■ LISTED ENTRIES ■

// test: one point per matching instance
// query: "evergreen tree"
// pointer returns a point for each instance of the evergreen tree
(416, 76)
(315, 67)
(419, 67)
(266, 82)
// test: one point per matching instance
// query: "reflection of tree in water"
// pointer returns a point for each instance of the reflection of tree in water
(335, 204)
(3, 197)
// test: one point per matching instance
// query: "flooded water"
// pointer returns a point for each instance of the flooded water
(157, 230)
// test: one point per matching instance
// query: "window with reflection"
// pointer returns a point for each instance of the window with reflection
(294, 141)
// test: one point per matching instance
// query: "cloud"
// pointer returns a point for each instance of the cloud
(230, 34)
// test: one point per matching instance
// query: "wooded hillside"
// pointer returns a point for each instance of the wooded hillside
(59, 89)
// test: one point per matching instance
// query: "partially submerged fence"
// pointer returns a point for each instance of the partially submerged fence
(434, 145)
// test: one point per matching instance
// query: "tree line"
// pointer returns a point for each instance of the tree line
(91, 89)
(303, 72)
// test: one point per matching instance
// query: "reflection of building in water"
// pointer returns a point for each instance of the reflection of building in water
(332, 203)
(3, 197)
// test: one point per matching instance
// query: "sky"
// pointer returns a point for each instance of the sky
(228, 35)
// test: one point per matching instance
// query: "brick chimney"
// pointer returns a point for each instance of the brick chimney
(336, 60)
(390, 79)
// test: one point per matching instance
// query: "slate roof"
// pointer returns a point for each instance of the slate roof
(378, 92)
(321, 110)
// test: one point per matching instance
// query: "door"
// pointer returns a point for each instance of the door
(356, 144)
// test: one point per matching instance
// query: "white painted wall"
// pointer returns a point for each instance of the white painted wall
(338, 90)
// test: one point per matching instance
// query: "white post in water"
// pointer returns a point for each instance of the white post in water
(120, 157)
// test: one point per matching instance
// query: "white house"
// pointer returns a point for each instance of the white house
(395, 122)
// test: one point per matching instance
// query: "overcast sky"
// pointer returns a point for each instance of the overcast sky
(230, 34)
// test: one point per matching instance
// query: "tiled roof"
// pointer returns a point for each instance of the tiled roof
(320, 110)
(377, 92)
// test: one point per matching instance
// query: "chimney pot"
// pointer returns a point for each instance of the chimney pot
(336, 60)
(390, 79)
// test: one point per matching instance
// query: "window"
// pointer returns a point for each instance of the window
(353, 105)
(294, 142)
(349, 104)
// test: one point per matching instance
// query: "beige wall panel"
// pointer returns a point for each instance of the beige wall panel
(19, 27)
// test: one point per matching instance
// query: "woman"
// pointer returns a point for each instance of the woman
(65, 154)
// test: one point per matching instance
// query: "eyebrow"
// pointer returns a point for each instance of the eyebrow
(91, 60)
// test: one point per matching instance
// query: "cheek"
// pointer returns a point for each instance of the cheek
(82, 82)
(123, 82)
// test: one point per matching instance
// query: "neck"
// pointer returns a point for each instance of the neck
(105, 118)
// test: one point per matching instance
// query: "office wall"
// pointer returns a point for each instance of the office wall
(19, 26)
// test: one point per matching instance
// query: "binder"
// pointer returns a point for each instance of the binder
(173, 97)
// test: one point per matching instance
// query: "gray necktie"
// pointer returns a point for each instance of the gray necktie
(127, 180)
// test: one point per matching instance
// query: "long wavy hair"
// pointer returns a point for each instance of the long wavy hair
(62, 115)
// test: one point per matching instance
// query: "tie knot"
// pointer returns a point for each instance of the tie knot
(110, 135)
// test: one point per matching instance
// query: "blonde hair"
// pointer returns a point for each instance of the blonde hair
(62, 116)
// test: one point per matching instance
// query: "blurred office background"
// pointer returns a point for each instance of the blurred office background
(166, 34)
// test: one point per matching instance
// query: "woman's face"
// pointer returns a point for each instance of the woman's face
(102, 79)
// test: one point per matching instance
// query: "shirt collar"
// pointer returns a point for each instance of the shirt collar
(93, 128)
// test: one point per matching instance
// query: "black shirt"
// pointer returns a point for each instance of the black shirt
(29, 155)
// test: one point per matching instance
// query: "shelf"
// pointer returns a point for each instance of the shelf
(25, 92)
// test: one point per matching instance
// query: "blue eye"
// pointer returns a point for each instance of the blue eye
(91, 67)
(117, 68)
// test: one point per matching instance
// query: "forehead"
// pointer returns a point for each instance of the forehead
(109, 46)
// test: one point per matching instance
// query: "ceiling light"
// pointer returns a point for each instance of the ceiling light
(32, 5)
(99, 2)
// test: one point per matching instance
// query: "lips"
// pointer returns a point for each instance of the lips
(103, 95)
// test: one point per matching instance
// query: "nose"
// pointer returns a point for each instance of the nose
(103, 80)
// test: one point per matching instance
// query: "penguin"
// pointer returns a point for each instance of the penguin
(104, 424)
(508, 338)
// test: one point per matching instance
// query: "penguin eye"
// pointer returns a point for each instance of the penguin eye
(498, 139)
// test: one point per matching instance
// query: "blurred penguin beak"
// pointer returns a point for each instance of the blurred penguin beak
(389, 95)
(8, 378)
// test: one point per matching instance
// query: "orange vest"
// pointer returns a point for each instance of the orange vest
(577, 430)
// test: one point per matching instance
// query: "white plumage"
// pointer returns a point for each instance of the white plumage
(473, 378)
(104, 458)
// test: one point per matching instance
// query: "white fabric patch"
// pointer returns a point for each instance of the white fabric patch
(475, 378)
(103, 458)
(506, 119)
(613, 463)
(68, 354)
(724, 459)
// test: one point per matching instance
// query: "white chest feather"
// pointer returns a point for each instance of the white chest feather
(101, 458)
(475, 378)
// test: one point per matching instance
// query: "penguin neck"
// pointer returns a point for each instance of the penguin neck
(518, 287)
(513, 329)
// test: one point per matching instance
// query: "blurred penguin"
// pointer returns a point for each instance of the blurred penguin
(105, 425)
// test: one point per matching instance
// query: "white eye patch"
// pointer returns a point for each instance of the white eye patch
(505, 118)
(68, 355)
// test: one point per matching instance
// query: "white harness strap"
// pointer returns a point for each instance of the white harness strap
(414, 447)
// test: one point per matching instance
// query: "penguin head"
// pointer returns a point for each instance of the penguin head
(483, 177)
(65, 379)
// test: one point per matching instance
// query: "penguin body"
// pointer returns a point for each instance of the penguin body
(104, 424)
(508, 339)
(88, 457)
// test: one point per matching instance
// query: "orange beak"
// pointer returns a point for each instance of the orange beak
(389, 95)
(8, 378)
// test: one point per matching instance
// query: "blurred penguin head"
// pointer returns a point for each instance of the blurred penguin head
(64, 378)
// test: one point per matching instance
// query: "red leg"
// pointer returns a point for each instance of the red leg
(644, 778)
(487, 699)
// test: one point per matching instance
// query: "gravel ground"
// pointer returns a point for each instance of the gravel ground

■ YOUR GOAL ■
Pick out every line above that contains the string "blue". Matching is case-sensitive.

■ ANSWER IN FULL ■
// query: "blue eye"
// pointer returns a point for each instance of the blue eye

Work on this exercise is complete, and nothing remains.